Emit only the lines from the line containing "Task: locate the dark" through the last line of the entries, unchanged.

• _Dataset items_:
■ ■ ■ ■ ■

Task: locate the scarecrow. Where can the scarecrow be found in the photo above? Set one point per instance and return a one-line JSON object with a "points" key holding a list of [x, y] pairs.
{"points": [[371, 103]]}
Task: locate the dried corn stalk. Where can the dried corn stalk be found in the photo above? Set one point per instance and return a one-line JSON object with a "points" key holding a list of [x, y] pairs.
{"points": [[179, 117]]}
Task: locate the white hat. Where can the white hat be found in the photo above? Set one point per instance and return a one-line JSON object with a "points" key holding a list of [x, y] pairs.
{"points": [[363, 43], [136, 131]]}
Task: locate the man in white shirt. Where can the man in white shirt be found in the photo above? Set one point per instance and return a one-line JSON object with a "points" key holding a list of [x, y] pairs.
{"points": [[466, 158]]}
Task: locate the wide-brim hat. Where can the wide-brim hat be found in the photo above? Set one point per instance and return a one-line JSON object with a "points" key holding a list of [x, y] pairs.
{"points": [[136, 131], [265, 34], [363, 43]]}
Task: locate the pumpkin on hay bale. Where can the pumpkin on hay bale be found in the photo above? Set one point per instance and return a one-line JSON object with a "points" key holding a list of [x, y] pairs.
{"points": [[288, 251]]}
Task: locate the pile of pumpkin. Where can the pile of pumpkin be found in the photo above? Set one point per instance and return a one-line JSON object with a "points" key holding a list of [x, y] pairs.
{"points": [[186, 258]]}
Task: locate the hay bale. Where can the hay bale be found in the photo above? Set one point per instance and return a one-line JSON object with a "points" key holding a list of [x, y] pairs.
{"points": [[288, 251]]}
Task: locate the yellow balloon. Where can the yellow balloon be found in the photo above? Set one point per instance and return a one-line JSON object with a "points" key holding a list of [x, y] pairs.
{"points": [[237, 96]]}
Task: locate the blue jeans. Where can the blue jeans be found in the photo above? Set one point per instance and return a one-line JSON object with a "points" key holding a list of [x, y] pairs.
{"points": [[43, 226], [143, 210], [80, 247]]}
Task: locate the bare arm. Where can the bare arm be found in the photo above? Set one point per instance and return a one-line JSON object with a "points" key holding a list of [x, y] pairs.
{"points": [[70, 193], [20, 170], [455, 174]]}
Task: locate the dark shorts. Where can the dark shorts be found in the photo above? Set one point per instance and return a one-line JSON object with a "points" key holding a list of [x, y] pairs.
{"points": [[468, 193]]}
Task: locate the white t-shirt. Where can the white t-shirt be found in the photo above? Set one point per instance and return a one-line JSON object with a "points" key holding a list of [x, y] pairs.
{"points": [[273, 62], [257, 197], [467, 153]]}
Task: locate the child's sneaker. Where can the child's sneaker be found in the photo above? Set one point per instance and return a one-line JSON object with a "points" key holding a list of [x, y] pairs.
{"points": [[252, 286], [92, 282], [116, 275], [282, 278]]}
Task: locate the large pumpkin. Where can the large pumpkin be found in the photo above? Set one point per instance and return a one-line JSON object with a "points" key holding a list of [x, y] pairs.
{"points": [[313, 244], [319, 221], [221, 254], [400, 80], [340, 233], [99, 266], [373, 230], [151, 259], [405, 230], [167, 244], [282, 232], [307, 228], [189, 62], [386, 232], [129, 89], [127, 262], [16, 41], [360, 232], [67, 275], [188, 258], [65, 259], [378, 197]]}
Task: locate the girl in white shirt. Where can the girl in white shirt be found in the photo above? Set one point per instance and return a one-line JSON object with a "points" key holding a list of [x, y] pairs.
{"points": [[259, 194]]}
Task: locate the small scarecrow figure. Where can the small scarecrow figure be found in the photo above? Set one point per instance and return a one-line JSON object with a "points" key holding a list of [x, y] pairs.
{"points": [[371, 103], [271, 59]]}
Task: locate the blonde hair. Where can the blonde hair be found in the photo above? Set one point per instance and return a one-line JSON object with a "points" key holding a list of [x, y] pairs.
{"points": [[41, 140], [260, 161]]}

■ ■ ■ ■ ■

• _Reply to the exercise_:
Task: locate the dark shorts. Where can the dark shorts be found in the photo above? Set one point per instance and return a one-line JSON object with a "points" key holding a list of [x, y] pairs.
{"points": [[468, 193]]}
Task: locate the white t-shirt. Where can the white t-shirt be found in the photo above? Set one point per instance and return a one-line JSON object with a "points" key holding a list of [x, y] pairs.
{"points": [[273, 62], [257, 197], [467, 153]]}
Task: locate the child's sneaker. Where can the child's sneaker be found in the photo above? Set one point per instance and return a one-line JSON object with a "points" key holding a list of [x, y] pairs.
{"points": [[252, 286], [92, 282], [116, 275], [282, 278]]}
Task: locate the large pumpkin. Where can the large pumpkin be found in the photo above? Set one point per instance and return a one-line JSON object with a "points" key holding a list of [x, y] pairs.
{"points": [[313, 244], [319, 221], [221, 254], [400, 80], [340, 233], [99, 266], [373, 230], [151, 259], [405, 230], [167, 244], [282, 232], [307, 228], [189, 62], [386, 232], [129, 89], [127, 262], [16, 41], [360, 232], [67, 275], [188, 258], [65, 259], [378, 197]]}
Task: locate the girl in white shirt. Where can the girl in white shirt be found in the photo above? Set one point per instance and return a one-line JSON object with a "points" key holding a list of [x, y] pairs.
{"points": [[259, 194]]}
Task: locate the small scarecrow figure. Where can the small scarecrow figure be found in the photo above? Set one point per instance and return a one-line JSON object with a "points" key holding a list of [x, y] pairs.
{"points": [[371, 103], [271, 59]]}
Task: locate the blonde hair. Where can the blonde hair be found in the photo above? Set one point per instance and return a one-line JSON object with a "points" key holding a list of [x, y] pairs.
{"points": [[41, 140], [260, 161]]}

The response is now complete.